AIM OF THE TASK: Write out the entire listing below exactly, with the pictures left out.

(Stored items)
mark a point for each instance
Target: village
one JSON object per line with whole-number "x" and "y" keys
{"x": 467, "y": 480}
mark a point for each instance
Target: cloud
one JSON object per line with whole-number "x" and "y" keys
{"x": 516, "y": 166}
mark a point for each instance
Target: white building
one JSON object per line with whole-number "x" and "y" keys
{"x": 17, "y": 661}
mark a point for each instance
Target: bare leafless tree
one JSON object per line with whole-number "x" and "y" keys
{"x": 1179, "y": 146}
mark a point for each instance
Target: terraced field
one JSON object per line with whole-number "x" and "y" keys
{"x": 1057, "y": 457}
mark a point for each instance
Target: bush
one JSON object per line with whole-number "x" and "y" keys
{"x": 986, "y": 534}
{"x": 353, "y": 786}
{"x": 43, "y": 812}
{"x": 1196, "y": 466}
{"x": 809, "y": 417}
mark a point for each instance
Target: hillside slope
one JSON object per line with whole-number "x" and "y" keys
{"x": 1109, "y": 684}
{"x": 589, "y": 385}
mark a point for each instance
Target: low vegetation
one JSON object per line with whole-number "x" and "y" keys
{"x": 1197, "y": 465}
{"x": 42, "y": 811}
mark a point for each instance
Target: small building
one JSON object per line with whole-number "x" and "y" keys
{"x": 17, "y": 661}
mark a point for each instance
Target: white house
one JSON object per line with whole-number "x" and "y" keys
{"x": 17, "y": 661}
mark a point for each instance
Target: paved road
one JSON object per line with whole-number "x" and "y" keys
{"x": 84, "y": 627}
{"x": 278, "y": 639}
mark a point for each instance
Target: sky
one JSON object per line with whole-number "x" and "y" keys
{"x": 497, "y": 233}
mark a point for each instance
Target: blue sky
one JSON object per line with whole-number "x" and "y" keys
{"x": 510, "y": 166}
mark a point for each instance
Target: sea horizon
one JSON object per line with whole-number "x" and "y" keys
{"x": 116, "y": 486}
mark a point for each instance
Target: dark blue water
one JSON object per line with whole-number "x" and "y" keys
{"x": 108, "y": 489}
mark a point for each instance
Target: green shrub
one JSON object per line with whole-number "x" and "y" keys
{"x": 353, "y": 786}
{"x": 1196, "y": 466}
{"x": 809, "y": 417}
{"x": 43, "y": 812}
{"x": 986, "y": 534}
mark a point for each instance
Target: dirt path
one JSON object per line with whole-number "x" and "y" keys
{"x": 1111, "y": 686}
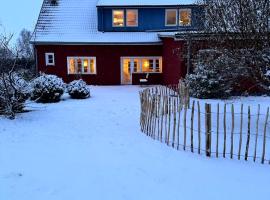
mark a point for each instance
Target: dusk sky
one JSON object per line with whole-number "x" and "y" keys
{"x": 18, "y": 14}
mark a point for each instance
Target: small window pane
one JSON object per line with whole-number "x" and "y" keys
{"x": 50, "y": 59}
{"x": 171, "y": 17}
{"x": 79, "y": 64}
{"x": 185, "y": 17}
{"x": 136, "y": 65}
{"x": 151, "y": 65}
{"x": 92, "y": 66}
{"x": 85, "y": 66}
{"x": 157, "y": 65}
{"x": 72, "y": 69}
{"x": 145, "y": 65}
{"x": 132, "y": 17}
{"x": 118, "y": 18}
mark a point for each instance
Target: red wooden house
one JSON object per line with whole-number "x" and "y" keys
{"x": 113, "y": 42}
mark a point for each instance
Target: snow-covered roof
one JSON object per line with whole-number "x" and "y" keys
{"x": 71, "y": 21}
{"x": 144, "y": 2}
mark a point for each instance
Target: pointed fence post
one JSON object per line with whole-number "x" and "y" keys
{"x": 208, "y": 129}
{"x": 264, "y": 135}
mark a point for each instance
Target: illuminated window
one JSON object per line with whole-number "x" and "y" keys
{"x": 72, "y": 68}
{"x": 81, "y": 65}
{"x": 185, "y": 17}
{"x": 171, "y": 17}
{"x": 49, "y": 58}
{"x": 143, "y": 64}
{"x": 158, "y": 65}
{"x": 118, "y": 18}
{"x": 136, "y": 65}
{"x": 132, "y": 18}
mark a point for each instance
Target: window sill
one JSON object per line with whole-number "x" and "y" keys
{"x": 147, "y": 72}
{"x": 83, "y": 74}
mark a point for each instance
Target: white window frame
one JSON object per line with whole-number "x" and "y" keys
{"x": 137, "y": 20}
{"x": 124, "y": 23}
{"x": 47, "y": 55}
{"x": 166, "y": 17}
{"x": 179, "y": 16}
{"x": 140, "y": 58}
{"x": 82, "y": 58}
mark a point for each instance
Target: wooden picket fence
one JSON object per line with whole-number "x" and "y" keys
{"x": 220, "y": 130}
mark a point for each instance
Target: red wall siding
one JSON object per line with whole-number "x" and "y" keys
{"x": 107, "y": 57}
{"x": 174, "y": 66}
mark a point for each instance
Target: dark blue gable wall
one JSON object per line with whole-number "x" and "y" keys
{"x": 150, "y": 19}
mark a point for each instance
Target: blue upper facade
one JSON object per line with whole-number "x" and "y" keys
{"x": 149, "y": 18}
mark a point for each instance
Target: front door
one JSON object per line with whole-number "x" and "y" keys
{"x": 126, "y": 70}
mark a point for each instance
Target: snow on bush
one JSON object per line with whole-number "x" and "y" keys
{"x": 78, "y": 90}
{"x": 14, "y": 91}
{"x": 214, "y": 75}
{"x": 220, "y": 74}
{"x": 47, "y": 89}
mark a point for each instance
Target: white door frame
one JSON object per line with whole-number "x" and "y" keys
{"x": 131, "y": 70}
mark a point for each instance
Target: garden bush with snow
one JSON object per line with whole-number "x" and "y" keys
{"x": 78, "y": 90}
{"x": 47, "y": 89}
{"x": 14, "y": 91}
{"x": 220, "y": 74}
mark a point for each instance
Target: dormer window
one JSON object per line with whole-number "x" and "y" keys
{"x": 171, "y": 17}
{"x": 118, "y": 18}
{"x": 185, "y": 17}
{"x": 132, "y": 17}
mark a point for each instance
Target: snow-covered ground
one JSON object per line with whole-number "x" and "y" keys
{"x": 93, "y": 149}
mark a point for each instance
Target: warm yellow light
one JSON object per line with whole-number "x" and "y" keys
{"x": 146, "y": 63}
{"x": 85, "y": 63}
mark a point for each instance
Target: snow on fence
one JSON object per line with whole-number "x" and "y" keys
{"x": 221, "y": 130}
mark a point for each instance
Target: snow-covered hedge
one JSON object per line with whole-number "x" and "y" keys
{"x": 220, "y": 74}
{"x": 47, "y": 89}
{"x": 78, "y": 90}
{"x": 214, "y": 74}
{"x": 14, "y": 91}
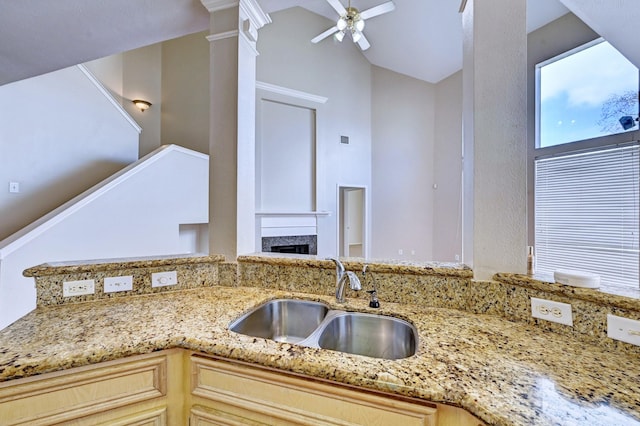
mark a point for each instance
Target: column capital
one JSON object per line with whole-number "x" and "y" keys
{"x": 251, "y": 9}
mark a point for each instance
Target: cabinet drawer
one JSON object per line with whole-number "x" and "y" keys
{"x": 259, "y": 395}
{"x": 58, "y": 397}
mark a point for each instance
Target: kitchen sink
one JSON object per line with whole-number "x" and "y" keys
{"x": 282, "y": 320}
{"x": 371, "y": 335}
{"x": 313, "y": 324}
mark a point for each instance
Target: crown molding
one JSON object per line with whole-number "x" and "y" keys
{"x": 272, "y": 88}
{"x": 255, "y": 13}
{"x": 216, "y": 5}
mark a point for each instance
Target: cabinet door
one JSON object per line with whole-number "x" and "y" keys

RESULT OF THE TASK:
mark a point for each instance
Target: village
one JSON object per line with whole-number "x" and "y" keys
{"x": 467, "y": 480}
mark a point for each instance
Target: cloud
one JSON object per line with whole-number "x" and "y" keys
{"x": 516, "y": 166}
mark a point for each instance
Target: white building
one JSON object per line with whole-number "x" and "y" keys
{"x": 17, "y": 661}
mark a point for each instance
Target: bare leafless tree
one JSON object per line with whole-number "x" and "y" keys
{"x": 1179, "y": 146}
mark a point for each instance
Target: terraced field
one JSON object per line with whole-number "x" and "y" keys
{"x": 1057, "y": 457}
mark a point for each instance
Target: bush
one JSON object per line with whole-number "x" and "y" keys
{"x": 986, "y": 534}
{"x": 353, "y": 786}
{"x": 43, "y": 812}
{"x": 1196, "y": 466}
{"x": 809, "y": 417}
mark a point for each instance
Target: hillside slope
one JSON object per line with whole-number "x" and "y" keys
{"x": 1109, "y": 684}
{"x": 589, "y": 385}
mark a point for each instance
Target: low vegetation
one JSON object per line with whole-number "x" and "y" keys
{"x": 1197, "y": 465}
{"x": 42, "y": 811}
mark a point for each instance
Target: small building
one JSON object per line with whole-number "x" and "y" keys
{"x": 17, "y": 661}
mark a point for each instance
Target: white house
one JSON object per line with whole-number "x" and "y" keys
{"x": 17, "y": 661}
mark a point for each instance
Target: paved road
one JSON object per line with whole-number "x" and "y" keys
{"x": 84, "y": 627}
{"x": 278, "y": 639}
mark a point for each instance
Target: sky
one JSON object per line with whole-number "x" and "y" keys
{"x": 497, "y": 233}
mark a point for each instance
Target: blue sky
one JSON object per line with whole-number "x" and "y" keys
{"x": 510, "y": 166}
mark a point for each instance
Target: sea horizon
one JSON object per line with whole-number "x" and "y" keys
{"x": 116, "y": 486}
mark a point for each instance
Target: dark blue water
one JSON object per line with whole-number "x" and "y" keys
{"x": 108, "y": 489}
mark a point for each instance
Target: green shrub
one JSON object per line with whole-number "x" and "y" keys
{"x": 353, "y": 786}
{"x": 1196, "y": 466}
{"x": 809, "y": 417}
{"x": 43, "y": 812}
{"x": 986, "y": 534}
mark a point for each instance
Target: dirt path
one JSON object per line with whole-number "x" and "y" keys
{"x": 1111, "y": 686}
mark a point for each instance
Target: dusk sky
one JSON object per line with whole-number "x" and "y" keys
{"x": 18, "y": 14}
mark a point for each instance
Target: small window pane
one JSON object per line with whole-number "x" and "y" keys
{"x": 50, "y": 59}
{"x": 171, "y": 17}
{"x": 79, "y": 64}
{"x": 185, "y": 17}
{"x": 136, "y": 65}
{"x": 151, "y": 65}
{"x": 92, "y": 66}
{"x": 85, "y": 66}
{"x": 157, "y": 65}
{"x": 72, "y": 69}
{"x": 145, "y": 65}
{"x": 132, "y": 17}
{"x": 118, "y": 18}
mark a point for each instance
Target: red wooden house
one JSON object per line with whole-number "x" and "y" keys
{"x": 113, "y": 42}
mark a point for each instance
Target: snow-covered roof
one JSON object per line with whole-number "x" and "y" keys
{"x": 71, "y": 21}
{"x": 144, "y": 2}
mark a point for each instance
Target: pointed fence post
one JSON object per line with whole-number "x" and "y" keys
{"x": 208, "y": 129}
{"x": 264, "y": 135}
mark a point for each instance
Target: illuminated window
one JSON object per line with whole-number "x" and "y" keys
{"x": 72, "y": 68}
{"x": 81, "y": 65}
{"x": 185, "y": 17}
{"x": 171, "y": 17}
{"x": 49, "y": 58}
{"x": 143, "y": 64}
{"x": 158, "y": 65}
{"x": 118, "y": 18}
{"x": 136, "y": 65}
{"x": 132, "y": 18}
mark a point for each instance
Target: window sill
one JSON object per line with whole-number "x" and "y" keys
{"x": 147, "y": 72}
{"x": 83, "y": 74}
mark a point for each instance
Target: white window frame
one JSON object per line with whole-number "x" and "y" keys
{"x": 137, "y": 20}
{"x": 124, "y": 23}
{"x": 47, "y": 55}
{"x": 166, "y": 17}
{"x": 179, "y": 16}
{"x": 140, "y": 58}
{"x": 82, "y": 58}
mark a point for each instance
Target: wooden picket fence
one JSON object per line with whole-number "x" and "y" keys
{"x": 220, "y": 130}
mark a point for each instance
Target: red wall siding
one JSON object per line with whole-number "x" and "y" keys
{"x": 107, "y": 57}
{"x": 174, "y": 66}
mark a point for each instance
Target: dark blue gable wall
one JSON object per line with whole-number "x" and "y" keys
{"x": 150, "y": 19}
mark a point for each instance
Target: blue upper facade
one JSON object per line with whole-number "x" and "y" keys
{"x": 149, "y": 18}
mark a point for each instance
Target: front door
one JSON object per line with whole-number "x" and "y" keys
{"x": 126, "y": 70}
mark a point for each instance
Target: snow on bush
one JSON object per line with whole-number "x" and "y" keys
{"x": 78, "y": 90}
{"x": 14, "y": 91}
{"x": 214, "y": 75}
{"x": 220, "y": 74}
{"x": 47, "y": 89}
mark a point for each instance
Target: white door frame
one JSON object per line with whole-number "x" and "y" keys
{"x": 131, "y": 70}
mark a point for each instance
Target: garden bush with snow
one JSON object per line with whole-number "x" and "y" keys
{"x": 78, "y": 90}
{"x": 47, "y": 89}
{"x": 14, "y": 91}
{"x": 220, "y": 74}
mark a point for each instance
Target: dormer window
one JSON object per line with whole-number "x" and "y" keys
{"x": 171, "y": 17}
{"x": 118, "y": 18}
{"x": 185, "y": 17}
{"x": 132, "y": 17}
mark a point for each instance
Target: snow-covered ground
one JSON object per line with whole-number "x" and "y" keys
{"x": 93, "y": 149}
mark a point for each instance
Target: warm yellow light
one JSON object per line with whole-number "x" and "y" keys
{"x": 146, "y": 63}
{"x": 85, "y": 63}
mark a point for each instance
Target: snow on fence
one JSON object per line with whole-number "x" and "y" keys
{"x": 221, "y": 130}
mark a point for each instance
Target: snow-covered hedge
one JSON object per line with whole-number "x" and "y" keys
{"x": 220, "y": 74}
{"x": 47, "y": 89}
{"x": 78, "y": 90}
{"x": 214, "y": 74}
{"x": 14, "y": 91}
mark a point for each instance
Target: column capital
one JSON object per line with whole-number "x" and "y" keys
{"x": 251, "y": 9}
mark a point for each instance
Target: cabinet drawer
one JSON object per line with whole-number "x" and "y" keys
{"x": 259, "y": 395}
{"x": 58, "y": 397}
mark a point for each instance
Target: kitchen sink
one JSON object per line with whole-number "x" and "y" keys
{"x": 282, "y": 320}
{"x": 371, "y": 335}
{"x": 313, "y": 324}
mark a point for each instance
Target: crown molding
one JSON object per line with whole-number "x" and "y" keys
{"x": 272, "y": 88}
{"x": 255, "y": 13}
{"x": 216, "y": 5}
mark a point for each instance
Target: cabinet door
one JSON object per line with whole-number "x" and "y" keys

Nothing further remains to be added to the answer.